### WHAT YOU SHOULD DO
Copy out the entries below exactly as they stand, but only from the line containing "Segment concrete stadium" through the line containing "Segment player's raised".

Entries taken from a collection:
......

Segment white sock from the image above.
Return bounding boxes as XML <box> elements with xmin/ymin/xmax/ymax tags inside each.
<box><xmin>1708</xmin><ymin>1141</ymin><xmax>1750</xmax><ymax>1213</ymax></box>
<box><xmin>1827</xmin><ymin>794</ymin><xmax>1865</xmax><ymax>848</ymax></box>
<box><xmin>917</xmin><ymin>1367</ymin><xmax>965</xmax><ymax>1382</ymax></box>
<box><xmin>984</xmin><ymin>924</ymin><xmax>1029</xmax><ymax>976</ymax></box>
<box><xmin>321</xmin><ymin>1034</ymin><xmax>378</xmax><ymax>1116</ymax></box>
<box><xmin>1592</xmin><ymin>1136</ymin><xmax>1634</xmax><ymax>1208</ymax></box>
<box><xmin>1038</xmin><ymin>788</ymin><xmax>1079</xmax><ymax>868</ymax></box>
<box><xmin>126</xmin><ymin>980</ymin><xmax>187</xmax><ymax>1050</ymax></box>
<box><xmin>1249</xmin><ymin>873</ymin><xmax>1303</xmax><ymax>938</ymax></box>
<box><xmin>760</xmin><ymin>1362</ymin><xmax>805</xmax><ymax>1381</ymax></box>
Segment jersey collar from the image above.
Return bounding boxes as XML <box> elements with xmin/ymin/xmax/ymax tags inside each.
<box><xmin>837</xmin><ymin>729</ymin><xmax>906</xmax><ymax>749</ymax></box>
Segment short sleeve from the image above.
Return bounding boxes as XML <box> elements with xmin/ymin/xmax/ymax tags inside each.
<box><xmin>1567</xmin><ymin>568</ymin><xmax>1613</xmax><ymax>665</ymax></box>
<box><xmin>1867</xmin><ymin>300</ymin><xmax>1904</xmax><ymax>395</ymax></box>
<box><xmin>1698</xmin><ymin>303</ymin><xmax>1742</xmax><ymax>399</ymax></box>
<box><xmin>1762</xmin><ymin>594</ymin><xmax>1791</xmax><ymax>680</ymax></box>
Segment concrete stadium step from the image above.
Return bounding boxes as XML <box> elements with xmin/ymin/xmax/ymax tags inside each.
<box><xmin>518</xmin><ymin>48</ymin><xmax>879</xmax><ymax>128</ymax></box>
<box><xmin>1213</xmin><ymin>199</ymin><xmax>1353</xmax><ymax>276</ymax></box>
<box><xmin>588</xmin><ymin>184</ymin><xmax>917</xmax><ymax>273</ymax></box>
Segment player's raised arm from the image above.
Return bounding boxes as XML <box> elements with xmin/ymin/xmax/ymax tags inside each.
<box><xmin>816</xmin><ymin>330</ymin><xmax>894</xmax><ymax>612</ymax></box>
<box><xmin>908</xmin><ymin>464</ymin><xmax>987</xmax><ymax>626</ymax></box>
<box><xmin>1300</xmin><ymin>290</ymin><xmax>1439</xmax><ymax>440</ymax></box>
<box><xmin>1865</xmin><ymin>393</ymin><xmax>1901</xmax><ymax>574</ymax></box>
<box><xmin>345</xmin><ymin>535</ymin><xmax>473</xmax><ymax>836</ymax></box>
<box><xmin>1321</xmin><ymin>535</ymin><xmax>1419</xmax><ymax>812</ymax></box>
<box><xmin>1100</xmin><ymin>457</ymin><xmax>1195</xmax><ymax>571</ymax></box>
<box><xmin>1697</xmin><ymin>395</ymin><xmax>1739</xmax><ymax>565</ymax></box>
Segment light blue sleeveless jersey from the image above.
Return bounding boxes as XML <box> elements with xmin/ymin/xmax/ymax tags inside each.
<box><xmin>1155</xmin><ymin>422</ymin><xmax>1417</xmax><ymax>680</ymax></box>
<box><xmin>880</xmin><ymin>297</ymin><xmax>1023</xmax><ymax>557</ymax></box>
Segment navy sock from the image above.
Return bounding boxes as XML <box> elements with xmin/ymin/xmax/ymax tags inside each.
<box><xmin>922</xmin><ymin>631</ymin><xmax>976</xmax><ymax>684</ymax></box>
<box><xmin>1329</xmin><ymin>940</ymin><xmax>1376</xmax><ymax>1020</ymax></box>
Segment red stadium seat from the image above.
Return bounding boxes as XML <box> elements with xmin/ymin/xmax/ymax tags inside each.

......

### ANSWER SECTION
Segment concrete stadium step from the image above.
Return bounding boxes as XML <box> elements with xmin/ymin/xmax/ymax tags inside each.
<box><xmin>518</xmin><ymin>48</ymin><xmax>879</xmax><ymax>128</ymax></box>
<box><xmin>1213</xmin><ymin>199</ymin><xmax>1353</xmax><ymax>276</ymax></box>
<box><xmin>588</xmin><ymin>184</ymin><xmax>917</xmax><ymax>273</ymax></box>
Segment player's raised arm from the image above.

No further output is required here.